Copy every line of the items below without any changes.
Entries start
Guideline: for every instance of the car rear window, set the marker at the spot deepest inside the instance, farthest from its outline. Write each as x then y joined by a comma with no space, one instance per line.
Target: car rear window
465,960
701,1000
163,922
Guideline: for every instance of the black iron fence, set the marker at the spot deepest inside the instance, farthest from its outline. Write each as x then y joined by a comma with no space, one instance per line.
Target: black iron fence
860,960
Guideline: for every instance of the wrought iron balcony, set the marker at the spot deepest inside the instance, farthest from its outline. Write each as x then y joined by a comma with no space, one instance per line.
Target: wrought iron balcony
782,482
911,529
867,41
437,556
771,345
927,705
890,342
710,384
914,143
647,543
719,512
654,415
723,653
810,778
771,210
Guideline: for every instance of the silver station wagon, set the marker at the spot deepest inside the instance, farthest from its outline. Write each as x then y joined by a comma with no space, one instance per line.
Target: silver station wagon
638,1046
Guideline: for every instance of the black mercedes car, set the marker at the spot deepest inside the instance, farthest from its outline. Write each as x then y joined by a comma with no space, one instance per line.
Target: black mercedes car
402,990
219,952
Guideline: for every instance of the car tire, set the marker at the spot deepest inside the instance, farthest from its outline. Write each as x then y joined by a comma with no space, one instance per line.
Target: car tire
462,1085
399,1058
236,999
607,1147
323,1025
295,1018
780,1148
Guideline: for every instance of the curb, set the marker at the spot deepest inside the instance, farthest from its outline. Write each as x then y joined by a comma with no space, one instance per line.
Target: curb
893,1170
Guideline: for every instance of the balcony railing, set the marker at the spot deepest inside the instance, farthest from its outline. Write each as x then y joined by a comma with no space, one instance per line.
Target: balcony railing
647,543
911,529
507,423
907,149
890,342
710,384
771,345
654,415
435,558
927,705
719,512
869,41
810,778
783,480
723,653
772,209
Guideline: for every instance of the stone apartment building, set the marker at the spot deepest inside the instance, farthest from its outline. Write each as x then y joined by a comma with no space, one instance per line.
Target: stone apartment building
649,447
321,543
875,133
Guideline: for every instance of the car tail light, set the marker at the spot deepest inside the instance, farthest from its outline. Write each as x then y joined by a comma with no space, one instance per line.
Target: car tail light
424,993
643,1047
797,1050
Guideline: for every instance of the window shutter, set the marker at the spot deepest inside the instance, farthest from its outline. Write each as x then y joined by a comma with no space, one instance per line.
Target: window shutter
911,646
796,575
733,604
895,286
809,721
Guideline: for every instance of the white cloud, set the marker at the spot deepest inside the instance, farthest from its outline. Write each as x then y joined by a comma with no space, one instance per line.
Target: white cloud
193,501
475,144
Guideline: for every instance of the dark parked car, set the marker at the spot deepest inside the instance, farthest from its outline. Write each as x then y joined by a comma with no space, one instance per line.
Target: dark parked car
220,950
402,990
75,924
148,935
Entries end
Written response –
Guideline: for every instance of the car rear window, set the marker at the spot deepest inside the instance, farthest from its outline. Write each as x then y joined by a comma with no space, one instance per line.
Target: car rear window
465,960
701,1000
163,922
Guideline: for every instance of the black iron fence, set the marker at the spot deepest inside the instance, farthest from its outline. Write each as x then y joined by a comma with no space, one instance per line.
Target: black iron fence
860,960
Guideline: for every instance of the wrought iron balcony, set the marker at the spot deepest inside the instance, farthest from its outline. Write each as x then y joined by a comma with no space, one instance per line.
Target: wrought iron balcony
782,482
911,529
867,41
437,556
771,345
927,705
890,342
710,384
914,143
647,543
719,512
654,415
723,653
810,778
771,210
Guideline: for every instance of the silver station wagon, set the marker at the spot deepest inside the instance, farthest from its outline. Write each as x then y joined by a comma with no space, one instance per line.
Target: silver station wagon
638,1046
Guideline: for every instance of the black mercedes car, set the marker at the spot deepest inside the instance, farthest from its outline. Write each as x then y joined by a comma with no space, one instance per line.
Target: black mercedes car
402,990
219,952
Guideline: for every instance of the car tire, set the marker at the spot deepest inside the instance, farthest from its outline. Write each as x then y joined by a comma with no space, one instance per line.
Target: car tire
462,1085
399,1058
236,999
607,1147
323,1025
295,1018
780,1148
Guideline: for every instance of the curb, set the marker at the spot deepest inside the instance, farthest from its outline. Write each as x then y joined by a comma with no space, one instance per line.
Target: curb
893,1170
Guideline: for every instance of the balcony railing, set the marker at the spot deepest inside the instance, farthest from its outline. Write each as x then y joined by a comma with no space, one instance per line.
Target: balcony railing
647,543
911,529
507,423
907,149
890,342
710,384
771,345
654,415
435,558
927,705
719,512
869,41
810,778
783,480
723,653
772,209
Guideline: for every instance of the stone apartment building, set the marker at the spot deepest inside the instance, farthest from its outline. Write each as x then y joined by a comma with no space, one instance per line.
Target: stone apartment building
649,447
321,543
875,133
Guideline: for every instance of the car tail light, set the marker at the spot deepest inside the instance, farthest from its outline. Write each as x then y joined by a comma with no space, one instance per line.
Target: car tail light
424,993
643,1047
797,1050
Guideline: for every instance of the window shutter, set the marker at the spot deepest inside the instance, farthest from its outline. Write each as x then y joined by a comma with no space, one instance per line.
Target: window shutter
911,646
796,575
733,604
895,286
809,721
Guideline: for every instance of the white cloud, set the marker at the spot deepest inside the instance, farthest from its outline. Write each as x then y joined by a comma with no space, one instance per line.
Target: white cloud
193,501
475,144
Guideline: for every instance of the dark parked car, set the marker at the spot deepest inside the instance, farthest from its outline. Write each as x then y joined by a comma with no space, one instance per line.
Target: dark parked car
220,950
402,990
75,924
148,935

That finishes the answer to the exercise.